Return all the data, word for word.

** Records for processing follows **

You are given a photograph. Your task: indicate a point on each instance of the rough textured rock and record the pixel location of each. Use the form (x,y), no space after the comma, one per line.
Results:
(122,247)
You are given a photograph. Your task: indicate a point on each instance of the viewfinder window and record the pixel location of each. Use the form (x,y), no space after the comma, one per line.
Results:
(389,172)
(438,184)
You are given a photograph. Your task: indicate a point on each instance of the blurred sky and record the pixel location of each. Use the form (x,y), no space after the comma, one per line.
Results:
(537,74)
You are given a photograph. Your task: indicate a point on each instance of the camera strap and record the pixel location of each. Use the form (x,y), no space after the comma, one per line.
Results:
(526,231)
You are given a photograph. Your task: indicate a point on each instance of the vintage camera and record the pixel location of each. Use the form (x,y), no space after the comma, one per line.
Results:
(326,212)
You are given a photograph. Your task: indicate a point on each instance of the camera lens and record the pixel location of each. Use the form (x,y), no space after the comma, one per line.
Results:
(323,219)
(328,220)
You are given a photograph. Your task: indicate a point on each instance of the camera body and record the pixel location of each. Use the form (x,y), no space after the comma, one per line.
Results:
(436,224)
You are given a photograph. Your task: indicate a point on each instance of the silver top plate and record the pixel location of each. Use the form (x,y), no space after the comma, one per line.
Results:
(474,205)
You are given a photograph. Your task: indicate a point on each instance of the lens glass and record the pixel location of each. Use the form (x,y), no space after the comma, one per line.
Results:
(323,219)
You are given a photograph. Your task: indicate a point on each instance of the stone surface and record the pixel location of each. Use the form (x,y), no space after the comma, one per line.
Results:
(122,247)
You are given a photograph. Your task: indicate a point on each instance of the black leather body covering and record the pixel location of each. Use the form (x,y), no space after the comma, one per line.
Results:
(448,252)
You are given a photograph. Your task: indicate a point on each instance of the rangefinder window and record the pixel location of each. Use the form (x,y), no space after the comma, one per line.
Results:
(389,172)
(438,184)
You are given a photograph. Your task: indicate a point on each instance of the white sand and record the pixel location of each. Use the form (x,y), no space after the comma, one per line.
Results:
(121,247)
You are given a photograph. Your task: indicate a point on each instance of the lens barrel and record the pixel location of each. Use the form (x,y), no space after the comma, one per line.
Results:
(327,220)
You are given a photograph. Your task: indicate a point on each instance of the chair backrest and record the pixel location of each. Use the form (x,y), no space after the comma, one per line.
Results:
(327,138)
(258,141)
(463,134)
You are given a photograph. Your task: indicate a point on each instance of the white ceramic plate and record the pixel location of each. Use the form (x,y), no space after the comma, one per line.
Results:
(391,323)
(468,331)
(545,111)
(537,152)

** End of Records for processing **

• Result for this task:
You are given a photograph. Your task: indicate a point on each instance of the rough textured rock and record the pixel location of each. Use the form (x,y), no space after the comma, one per line.
Results:
(122,247)
You are given a photograph. Your task: indicate a point on each instance of the viewfinder window and record the pixel location of each. Use the form (x,y), no space after the comma, one per line.
Results:
(389,172)
(438,184)
You are given a photograph. Your task: indicate a point on each instance of the blurred sky and record the pixel location of each. Use the form (x,y), no space after the comma, one per line.
Results:
(537,74)
You are given a photograph. Your task: indicate a point on each instance of the camera strap and record the pixel location of each. Use the form (x,y), no space after the comma, one per line.
Results:
(526,231)
You are given a photograph. Your task: indicate a point on each instance of the vintage camera and record the pixel location of each. Use the form (x,y), no space after the comma, one per line.
Results:
(326,212)
You are given a photograph. Your task: indicate a point on each instance of the camera lens and record the pixel location of each. Use the form (x,y), no space after the comma, one per line.
Results:
(323,219)
(328,220)
You are given a photograph. Your task: indicate a point on each instance of the camera body and record the pixel location of each. Use the form (x,y), no space after the comma, one per line.
Results:
(436,224)
You are given a photograph. Your task: indicate a point on each instance of the silver top plate and record the pixel location of each. Use the form (x,y), no space after the comma, one per line.
Results:
(474,205)
You are given a photograph. Your task: indicate a point on each instance of the lens glass and record the pixel location of each. Use the form (x,y), no space after the comma, one per line.
Results:
(323,219)
You are given a photograph. Your task: indicate a point on each instance of the stone surface and record the pixel location of each. Use the form (x,y), no space after the comma, one per line.
Results:
(122,247)
You are given a photograph. Your task: indicate a point on each instance of the black leather body covering and record the pixel location of each. Use the form (x,y), no space after the comma, one per line.
Results:
(448,252)
You are given a photograph. Your task: indicate a point on each instance of the rangefinder window and record the pixel location of each. Use the form (x,y), no space after the comma, one per line.
Results:
(389,172)
(438,184)
You are given a photograph. Your task: indicate a point on each instance of the white sand and record the pixel location of each. Use the form (x,y), no space after the comma, one per line.
Results:
(121,247)
You are given a photograph. Your task: indicate a point on each instance of the lens barrel and record the pixel location of each. Use the form (x,y), no space after the comma, one per line.
Results:
(327,220)
You are given a photograph. Your task: indicate a point on each instance of the chair backrest and record the pixel location of each. Use the form (x,y), no space after the comma, one per line.
Results:
(327,138)
(258,141)
(463,134)
You are given a photograph. Your task: indicate a point on each instance of the white ceramic plate and record the pixel location of each. Use the form (x,y), no space after the comma, one per line.
Results:
(391,323)
(468,331)
(545,111)
(537,152)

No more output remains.